Data records:
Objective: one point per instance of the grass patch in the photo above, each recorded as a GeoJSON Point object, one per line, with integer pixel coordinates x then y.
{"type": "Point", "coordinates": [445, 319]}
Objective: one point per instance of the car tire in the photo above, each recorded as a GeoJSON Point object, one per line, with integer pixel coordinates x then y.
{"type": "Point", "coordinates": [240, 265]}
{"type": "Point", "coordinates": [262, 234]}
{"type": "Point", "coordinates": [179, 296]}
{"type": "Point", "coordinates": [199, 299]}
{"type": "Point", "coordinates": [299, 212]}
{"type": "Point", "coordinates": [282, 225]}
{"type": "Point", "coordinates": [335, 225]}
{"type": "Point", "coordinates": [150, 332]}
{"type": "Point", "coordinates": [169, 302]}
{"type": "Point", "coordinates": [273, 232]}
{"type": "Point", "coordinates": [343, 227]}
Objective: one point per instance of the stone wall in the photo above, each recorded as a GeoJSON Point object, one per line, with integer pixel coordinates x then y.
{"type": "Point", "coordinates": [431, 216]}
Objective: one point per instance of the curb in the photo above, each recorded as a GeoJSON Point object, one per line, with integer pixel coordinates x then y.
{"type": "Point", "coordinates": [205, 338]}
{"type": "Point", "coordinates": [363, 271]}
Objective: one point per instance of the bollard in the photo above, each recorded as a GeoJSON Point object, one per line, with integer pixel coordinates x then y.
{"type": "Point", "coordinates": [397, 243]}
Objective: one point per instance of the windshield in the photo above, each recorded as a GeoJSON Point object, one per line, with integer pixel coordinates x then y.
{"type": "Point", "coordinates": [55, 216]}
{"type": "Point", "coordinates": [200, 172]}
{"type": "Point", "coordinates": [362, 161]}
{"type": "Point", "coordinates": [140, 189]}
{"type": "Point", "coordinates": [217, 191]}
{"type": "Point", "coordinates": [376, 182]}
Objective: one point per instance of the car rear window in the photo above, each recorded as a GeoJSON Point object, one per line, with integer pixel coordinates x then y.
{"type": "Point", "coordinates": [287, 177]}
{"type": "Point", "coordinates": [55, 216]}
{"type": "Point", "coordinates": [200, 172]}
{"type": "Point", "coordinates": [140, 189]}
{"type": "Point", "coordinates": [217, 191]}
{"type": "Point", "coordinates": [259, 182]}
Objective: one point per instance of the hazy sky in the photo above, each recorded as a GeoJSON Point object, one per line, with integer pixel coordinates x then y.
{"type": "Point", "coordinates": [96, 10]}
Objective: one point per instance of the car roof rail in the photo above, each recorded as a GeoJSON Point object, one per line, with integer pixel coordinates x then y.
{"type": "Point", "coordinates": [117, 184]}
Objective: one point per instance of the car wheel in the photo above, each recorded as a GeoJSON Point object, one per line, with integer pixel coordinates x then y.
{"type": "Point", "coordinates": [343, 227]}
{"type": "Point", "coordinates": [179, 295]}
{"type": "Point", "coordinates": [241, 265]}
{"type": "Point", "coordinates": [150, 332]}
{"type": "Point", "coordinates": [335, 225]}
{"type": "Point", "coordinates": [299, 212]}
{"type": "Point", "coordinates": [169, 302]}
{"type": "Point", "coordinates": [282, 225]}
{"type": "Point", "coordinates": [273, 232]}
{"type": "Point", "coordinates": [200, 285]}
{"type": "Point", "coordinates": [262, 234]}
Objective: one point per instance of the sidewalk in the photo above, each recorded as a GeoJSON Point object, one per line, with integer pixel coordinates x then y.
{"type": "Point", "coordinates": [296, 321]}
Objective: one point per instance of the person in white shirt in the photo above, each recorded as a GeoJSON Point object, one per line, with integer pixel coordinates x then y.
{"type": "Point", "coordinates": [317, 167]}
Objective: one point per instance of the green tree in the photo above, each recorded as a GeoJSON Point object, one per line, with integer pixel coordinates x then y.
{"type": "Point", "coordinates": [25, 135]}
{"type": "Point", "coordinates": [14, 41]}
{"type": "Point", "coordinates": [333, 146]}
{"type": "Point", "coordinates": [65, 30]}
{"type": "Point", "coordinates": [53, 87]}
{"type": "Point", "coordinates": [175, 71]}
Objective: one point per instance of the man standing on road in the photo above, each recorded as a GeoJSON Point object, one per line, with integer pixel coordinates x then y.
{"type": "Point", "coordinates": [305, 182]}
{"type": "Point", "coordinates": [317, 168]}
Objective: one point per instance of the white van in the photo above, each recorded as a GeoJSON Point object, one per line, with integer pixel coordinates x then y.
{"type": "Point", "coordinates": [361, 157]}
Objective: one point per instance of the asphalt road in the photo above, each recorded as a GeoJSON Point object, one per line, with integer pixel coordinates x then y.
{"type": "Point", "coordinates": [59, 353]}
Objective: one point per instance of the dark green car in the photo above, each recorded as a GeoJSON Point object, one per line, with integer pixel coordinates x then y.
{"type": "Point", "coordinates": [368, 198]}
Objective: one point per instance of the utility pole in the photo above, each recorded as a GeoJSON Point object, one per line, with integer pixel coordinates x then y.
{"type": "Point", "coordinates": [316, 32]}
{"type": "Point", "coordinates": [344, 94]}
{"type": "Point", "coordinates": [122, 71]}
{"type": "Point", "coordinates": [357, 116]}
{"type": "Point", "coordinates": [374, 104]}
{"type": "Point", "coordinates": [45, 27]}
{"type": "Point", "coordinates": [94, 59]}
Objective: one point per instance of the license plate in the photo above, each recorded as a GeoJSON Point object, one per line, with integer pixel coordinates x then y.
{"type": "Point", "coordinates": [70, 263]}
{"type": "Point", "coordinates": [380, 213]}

Job:
Reproduce every line of the entries above without any change.

Reply:
Objective: one point per instance of the grass patch in the photo above, each recorded as a GeoJSON Point object, one per line, with integer pixel coordinates x then y.
{"type": "Point", "coordinates": [445, 319]}
Objective: one point per instance of the car tire in the photo above, each recorded as a GeoJSON Point object, one per line, with integer pixel coordinates x then y.
{"type": "Point", "coordinates": [240, 265]}
{"type": "Point", "coordinates": [262, 234]}
{"type": "Point", "coordinates": [179, 296]}
{"type": "Point", "coordinates": [199, 299]}
{"type": "Point", "coordinates": [299, 212]}
{"type": "Point", "coordinates": [282, 225]}
{"type": "Point", "coordinates": [335, 225]}
{"type": "Point", "coordinates": [150, 332]}
{"type": "Point", "coordinates": [169, 302]}
{"type": "Point", "coordinates": [273, 232]}
{"type": "Point", "coordinates": [343, 227]}
Objective: one point per instance of the stone wall in the photo above, each recorded as a GeoJSON Point object, one per line, with integer pixel coordinates x then y.
{"type": "Point", "coordinates": [431, 216]}
Objective: one point per instance of the curb in the photo above, each recorded as a GeoJSON Point object, one per line, with integer pixel coordinates x then y.
{"type": "Point", "coordinates": [205, 338]}
{"type": "Point", "coordinates": [363, 271]}
Objective: one point per instance of the bollard in the photo above, each recorded as a GeoJSON Point object, one per line, with integer pixel coordinates x then y.
{"type": "Point", "coordinates": [397, 243]}
Objective: one point per instance of the windshield in the photo above, each recorded as a GeoJSON Point object, one per line, with integer pixel coordinates x then y.
{"type": "Point", "coordinates": [55, 216]}
{"type": "Point", "coordinates": [200, 172]}
{"type": "Point", "coordinates": [362, 161]}
{"type": "Point", "coordinates": [140, 189]}
{"type": "Point", "coordinates": [217, 191]}
{"type": "Point", "coordinates": [376, 182]}
Objective: one point per instance of the car rear window in the photo above, each recorded as a GeoJSON Point object, one per line, with integer pixel coordinates x then y.
{"type": "Point", "coordinates": [287, 177]}
{"type": "Point", "coordinates": [55, 216]}
{"type": "Point", "coordinates": [200, 172]}
{"type": "Point", "coordinates": [140, 189]}
{"type": "Point", "coordinates": [217, 191]}
{"type": "Point", "coordinates": [259, 182]}
Objective: one point per instance of the hazy sky in the photo above, each recorded as a GeoJSON Point object, one per line, with integer pixel coordinates x then y.
{"type": "Point", "coordinates": [96, 10]}
Objective: one point per instance of the car roof rail in the photo above, each recorded as a GeoJSON Point object, one per line, with integer pixel coordinates x then y.
{"type": "Point", "coordinates": [117, 184]}
Objective: one point per instance of the car wheel in the photo above, each recorded as a GeoJSON Point object, one per line, with integer pixel coordinates x then y.
{"type": "Point", "coordinates": [343, 227]}
{"type": "Point", "coordinates": [179, 295]}
{"type": "Point", "coordinates": [241, 265]}
{"type": "Point", "coordinates": [150, 332]}
{"type": "Point", "coordinates": [335, 225]}
{"type": "Point", "coordinates": [299, 212]}
{"type": "Point", "coordinates": [169, 302]}
{"type": "Point", "coordinates": [282, 225]}
{"type": "Point", "coordinates": [273, 232]}
{"type": "Point", "coordinates": [200, 285]}
{"type": "Point", "coordinates": [262, 234]}
Objective: one point per instance of the sidewalk in the photo above, each recorded as a GeoJSON Point object, one per line, with integer pixel coordinates x then y.
{"type": "Point", "coordinates": [296, 321]}
Objective: one point per instance of the person in white shirt in the photo above, each recorded as a GeoJSON Point object, one per line, with integer pixel coordinates x then y.
{"type": "Point", "coordinates": [317, 167]}
Objective: one point per instance of the green tree in the photo above, each recorded as a GeoJSON Point object, one per line, with integer pixel coordinates x then y.
{"type": "Point", "coordinates": [25, 135]}
{"type": "Point", "coordinates": [14, 41]}
{"type": "Point", "coordinates": [333, 146]}
{"type": "Point", "coordinates": [65, 30]}
{"type": "Point", "coordinates": [53, 87]}
{"type": "Point", "coordinates": [175, 71]}
Objective: one point per instance of the man standing on road in the photo above, each recorded as a GeoJSON Point object, one per line, with integer pixel coordinates x then y.
{"type": "Point", "coordinates": [305, 182]}
{"type": "Point", "coordinates": [317, 168]}
Objective: one point per instance of the white van in the photo above, each recorded as a GeoJSON Point object, one per line, with integer pixel coordinates x then y.
{"type": "Point", "coordinates": [361, 157]}
Objective: one point per instance of the asphalt road in the photo above, each recorded as a GeoJSON Point object, one per line, with integer pixel coordinates x then y.
{"type": "Point", "coordinates": [59, 353]}
Objective: one point per instance of the dark green car in the photo above, each recorded as a GeoJSON Point object, one per line, with integer pixel coordinates x then y.
{"type": "Point", "coordinates": [368, 198]}
Objective: one point per instance of the utility pole in the photo above, each recorded as a GeoJSON Point object, one per line, with integer pixel coordinates x then y.
{"type": "Point", "coordinates": [316, 32]}
{"type": "Point", "coordinates": [344, 94]}
{"type": "Point", "coordinates": [122, 71]}
{"type": "Point", "coordinates": [357, 116]}
{"type": "Point", "coordinates": [374, 104]}
{"type": "Point", "coordinates": [45, 27]}
{"type": "Point", "coordinates": [94, 59]}
Objective: one point per instance of the license plate in the photo above, each recorded as a GeoJSON Point object, one per line, with integer pixel coordinates x then y.
{"type": "Point", "coordinates": [70, 263]}
{"type": "Point", "coordinates": [380, 213]}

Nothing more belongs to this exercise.